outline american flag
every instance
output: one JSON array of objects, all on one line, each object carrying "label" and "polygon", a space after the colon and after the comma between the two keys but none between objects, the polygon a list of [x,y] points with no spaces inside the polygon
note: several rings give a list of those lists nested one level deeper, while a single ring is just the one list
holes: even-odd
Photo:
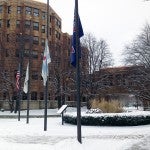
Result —
[{"label": "american flag", "polygon": [[[75,11],[74,11],[74,22],[73,22],[73,35],[72,35],[72,48],[71,48],[71,64],[76,67],[76,34],[78,31],[78,38],[80,39],[84,33],[83,33],[83,28],[82,28],[82,24],[80,21],[80,17],[78,15],[78,20],[79,22],[77,23],[77,17],[75,16]],[[78,25],[78,26],[77,26]],[[77,30],[78,29],[78,30]],[[80,52],[80,47],[79,47],[79,55],[81,57],[81,52]]]},{"label": "american flag", "polygon": [[16,73],[16,89],[19,90],[19,80],[20,80],[20,70],[17,71]]}]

- - - - -

▶ **TASK REQUIREMENTS**
Please rewrite all the records above with "every instance" changed to "all instances" and nothing else altered, leaving out the pictures.

▶ **SOLUTION FOR THIS EXERCISE**
outline american flag
all instances
output: one JSON array of objects, all on one line, each object carrying "label" and "polygon", a space after the colon and after the comma between the two keys but none between objects, the polygon a list of [x,y] points with no spaces inside the polygon
note: several rings give a list of those lists nested one level deeper, while a single ring is just the one list
holes: even-odd
Photo:
Result —
[{"label": "american flag", "polygon": [[[75,11],[74,11],[74,22],[73,22],[73,35],[72,35],[72,48],[71,48],[71,64],[76,67],[76,34],[78,31],[78,38],[80,39],[84,33],[83,33],[83,28],[82,28],[82,24],[80,21],[80,17],[78,15],[78,20],[79,22],[77,23],[77,17],[75,16]],[[78,25],[78,26],[77,26]],[[77,30],[78,29],[78,30]],[[80,52],[80,47],[79,47],[79,55],[81,57],[81,52]]]},{"label": "american flag", "polygon": [[16,73],[16,89],[19,90],[19,80],[20,80],[20,70],[17,71]]}]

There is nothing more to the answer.